- [INSTRUÇÕES DA TAREFA]:
Você pode copiar, sem alterar nada, a parte do texto sobre São João da Cruz que se abre com as palavras contendo "SER SANTO É" e se fecha com "João da Cruz."?

- [TRECHO EXIBIDO]:
···

SER SANTO É DEIXAR-SE AMAR POR DEUS
O papa Bento XVI vem apresentando, nas últimas semanas, uma
série de catequeses sobre os doutores da Igreja. O portal RCCBRASIL, em
parceria com a agência de notícias católica Zenit, apresentará os textos do
Santo Padre. O texto desta semana é dedicado a São João da Cruz.
Queridos irmãos e irmãs:
Já apresentei a vocês a figura da grande mística espanhola
Teresa de Jesus. Hoje, eu gostaria de falar sobre outro importante santo dessa
terra, amigo espiritual de Santa Teresa, reformador, ao lado de sua família
religiosa carmelita: São João da Cruz, proclamado Doutor da Igreja pelo Papa
Pio XI, em 1926, a quem a tradição apelidou de Doctor mysticus, "Doutor
místico".

···

- [LISTAGEM DE DADOS]:

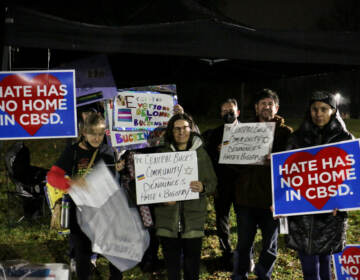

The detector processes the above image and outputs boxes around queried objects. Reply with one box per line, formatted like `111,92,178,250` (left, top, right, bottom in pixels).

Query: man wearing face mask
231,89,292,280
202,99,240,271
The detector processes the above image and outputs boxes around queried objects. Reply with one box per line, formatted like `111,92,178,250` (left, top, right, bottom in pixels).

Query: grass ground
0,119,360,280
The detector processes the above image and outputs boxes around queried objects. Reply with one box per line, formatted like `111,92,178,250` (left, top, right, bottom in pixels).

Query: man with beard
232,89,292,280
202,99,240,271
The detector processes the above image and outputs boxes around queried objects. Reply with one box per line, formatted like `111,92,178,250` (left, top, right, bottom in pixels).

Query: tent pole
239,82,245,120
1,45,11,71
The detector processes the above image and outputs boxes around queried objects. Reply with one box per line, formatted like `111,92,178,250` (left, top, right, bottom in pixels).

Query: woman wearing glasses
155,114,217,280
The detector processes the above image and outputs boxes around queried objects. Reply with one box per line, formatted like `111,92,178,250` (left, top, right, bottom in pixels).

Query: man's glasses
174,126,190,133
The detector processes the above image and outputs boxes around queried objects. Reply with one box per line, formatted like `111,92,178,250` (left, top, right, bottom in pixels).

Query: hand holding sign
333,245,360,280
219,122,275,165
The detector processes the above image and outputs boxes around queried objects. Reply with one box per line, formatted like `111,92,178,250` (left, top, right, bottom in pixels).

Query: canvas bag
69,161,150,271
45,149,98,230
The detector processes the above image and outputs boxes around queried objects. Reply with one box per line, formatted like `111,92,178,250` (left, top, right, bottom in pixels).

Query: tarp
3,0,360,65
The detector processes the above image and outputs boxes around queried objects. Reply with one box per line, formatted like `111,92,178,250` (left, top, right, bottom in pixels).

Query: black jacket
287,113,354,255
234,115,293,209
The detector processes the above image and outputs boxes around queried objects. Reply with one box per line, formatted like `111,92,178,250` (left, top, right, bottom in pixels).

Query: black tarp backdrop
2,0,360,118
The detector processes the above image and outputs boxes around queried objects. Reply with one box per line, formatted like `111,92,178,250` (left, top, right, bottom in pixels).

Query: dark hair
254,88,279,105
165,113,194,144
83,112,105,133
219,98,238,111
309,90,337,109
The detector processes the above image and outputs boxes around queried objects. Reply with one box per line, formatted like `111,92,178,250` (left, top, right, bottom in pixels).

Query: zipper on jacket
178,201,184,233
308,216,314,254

···

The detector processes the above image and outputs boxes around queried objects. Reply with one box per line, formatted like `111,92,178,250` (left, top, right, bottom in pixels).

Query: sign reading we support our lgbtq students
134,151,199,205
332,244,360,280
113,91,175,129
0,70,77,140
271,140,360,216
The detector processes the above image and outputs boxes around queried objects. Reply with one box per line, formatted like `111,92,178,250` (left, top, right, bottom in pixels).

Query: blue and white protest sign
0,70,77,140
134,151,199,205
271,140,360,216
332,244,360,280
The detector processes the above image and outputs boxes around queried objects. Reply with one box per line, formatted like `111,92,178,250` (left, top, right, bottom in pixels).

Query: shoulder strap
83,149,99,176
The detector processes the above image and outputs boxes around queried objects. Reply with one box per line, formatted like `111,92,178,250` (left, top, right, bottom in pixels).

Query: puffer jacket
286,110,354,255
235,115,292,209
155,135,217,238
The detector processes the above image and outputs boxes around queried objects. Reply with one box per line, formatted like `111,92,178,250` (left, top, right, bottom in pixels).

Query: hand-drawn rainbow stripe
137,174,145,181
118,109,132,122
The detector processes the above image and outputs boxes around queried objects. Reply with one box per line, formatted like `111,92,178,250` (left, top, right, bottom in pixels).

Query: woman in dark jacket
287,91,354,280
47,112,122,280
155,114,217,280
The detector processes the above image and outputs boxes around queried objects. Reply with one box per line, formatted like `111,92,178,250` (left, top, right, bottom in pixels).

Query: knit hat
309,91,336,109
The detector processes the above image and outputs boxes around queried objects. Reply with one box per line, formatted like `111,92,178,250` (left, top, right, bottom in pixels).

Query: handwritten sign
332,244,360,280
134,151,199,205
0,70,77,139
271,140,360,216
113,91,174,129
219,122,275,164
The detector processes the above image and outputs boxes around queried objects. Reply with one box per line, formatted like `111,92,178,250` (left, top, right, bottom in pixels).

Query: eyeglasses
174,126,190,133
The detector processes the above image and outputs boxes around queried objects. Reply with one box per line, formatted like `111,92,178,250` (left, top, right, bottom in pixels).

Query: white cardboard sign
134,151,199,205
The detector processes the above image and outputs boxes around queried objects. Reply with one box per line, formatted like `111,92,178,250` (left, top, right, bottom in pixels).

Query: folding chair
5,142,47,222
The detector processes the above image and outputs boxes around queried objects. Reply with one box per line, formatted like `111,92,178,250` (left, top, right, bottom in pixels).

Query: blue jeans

···

- [RESPOSTA CORRETA]:
SER SANTO É DEIXAR-SE AMAR POR DEUS
O papa Bento XVI vem apresentando, nas últimas semanas, uma
série de catequeses sobre os doutores da Igreja. O portal RCCBRASIL, em
parceria com a agência de notícias católica Zenit, apresentará os textos do
Santo Padre. O texto desta semana é dedicado a São João da Cruz.